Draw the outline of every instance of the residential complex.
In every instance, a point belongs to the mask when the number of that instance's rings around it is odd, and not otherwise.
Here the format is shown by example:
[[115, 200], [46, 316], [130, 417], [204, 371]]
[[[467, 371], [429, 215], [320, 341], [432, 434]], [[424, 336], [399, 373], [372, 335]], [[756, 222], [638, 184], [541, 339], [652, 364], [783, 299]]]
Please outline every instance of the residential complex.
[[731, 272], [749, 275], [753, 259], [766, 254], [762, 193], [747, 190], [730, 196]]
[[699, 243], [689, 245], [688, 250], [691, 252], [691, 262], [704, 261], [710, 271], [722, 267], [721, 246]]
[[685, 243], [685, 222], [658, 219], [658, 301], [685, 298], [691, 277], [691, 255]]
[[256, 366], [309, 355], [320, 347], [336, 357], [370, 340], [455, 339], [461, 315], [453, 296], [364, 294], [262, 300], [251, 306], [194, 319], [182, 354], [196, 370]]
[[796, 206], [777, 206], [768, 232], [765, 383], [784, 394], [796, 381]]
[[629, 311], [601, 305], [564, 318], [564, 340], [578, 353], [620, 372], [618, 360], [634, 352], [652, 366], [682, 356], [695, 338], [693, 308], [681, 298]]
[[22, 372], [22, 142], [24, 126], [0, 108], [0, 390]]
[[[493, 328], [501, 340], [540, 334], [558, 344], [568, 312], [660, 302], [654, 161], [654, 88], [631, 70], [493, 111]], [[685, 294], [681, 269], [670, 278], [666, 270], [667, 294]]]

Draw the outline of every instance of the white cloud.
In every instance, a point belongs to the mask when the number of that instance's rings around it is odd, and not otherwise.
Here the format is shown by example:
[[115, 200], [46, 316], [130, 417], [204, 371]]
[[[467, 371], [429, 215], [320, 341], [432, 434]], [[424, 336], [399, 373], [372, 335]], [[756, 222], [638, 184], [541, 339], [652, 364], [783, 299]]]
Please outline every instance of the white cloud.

Instruction - Lay out every line of the records above as a JSON list of strings, one string per line, leaving out blank lines.

Solution to this task -
[
  "Draw the outline of every instance of the residential complex.",
  "In every instance, a point belongs to the mask when the number of that instance's rings around it is odd, and not otherwise.",
  "Here the format is shown by example:",
  "[[115, 200], [46, 316], [130, 417], [204, 371]]",
  "[[[467, 371], [429, 215], [320, 341], [432, 434]], [[424, 336], [399, 373], [372, 335]], [[756, 222], [638, 184], [541, 339], [652, 364], [783, 299]]]",
  "Please outline every instance of the residential complex.",
  "[[731, 272], [749, 275], [753, 259], [766, 254], [762, 193], [747, 190], [730, 196]]",
  "[[699, 243], [689, 245], [688, 250], [691, 252], [691, 262], [704, 261], [710, 271], [722, 267], [721, 246]]",
  "[[685, 243], [685, 222], [658, 219], [658, 301], [685, 298], [691, 277], [691, 255]]",
  "[[256, 366], [309, 355], [320, 347], [336, 357], [370, 340], [455, 339], [461, 315], [453, 296], [364, 294], [262, 300], [251, 306], [194, 319], [182, 354], [196, 370]]",
  "[[796, 206], [777, 206], [768, 232], [765, 383], [784, 394], [796, 381]]",
  "[[629, 311], [601, 305], [564, 318], [564, 340], [578, 353], [620, 372], [618, 360], [634, 352], [652, 366], [682, 356], [695, 338], [693, 308], [681, 298]]",
  "[[22, 372], [22, 142], [24, 126], [0, 108], [0, 390]]",
  "[[[493, 328], [501, 340], [540, 334], [558, 344], [568, 312], [660, 302], [654, 161], [654, 88], [631, 70], [493, 111]], [[685, 294], [681, 269], [670, 278], [666, 270], [667, 294]]]",
  "Draw the outline of every instance of the white cloud.",
  "In every instance, a point belongs to the mask when the number of that instance's rings around it is odd, and not otherwise.",
  "Here the format is shown by example:",
  "[[115, 200], [46, 316], [130, 417], [204, 371]]",
  "[[[467, 371], [429, 215], [320, 341], [432, 434]], [[424, 336], [399, 373], [372, 335]], [[756, 222], [638, 184], [541, 339], [652, 364], [783, 299]]]",
  "Please outline every instance of the white cloud."
]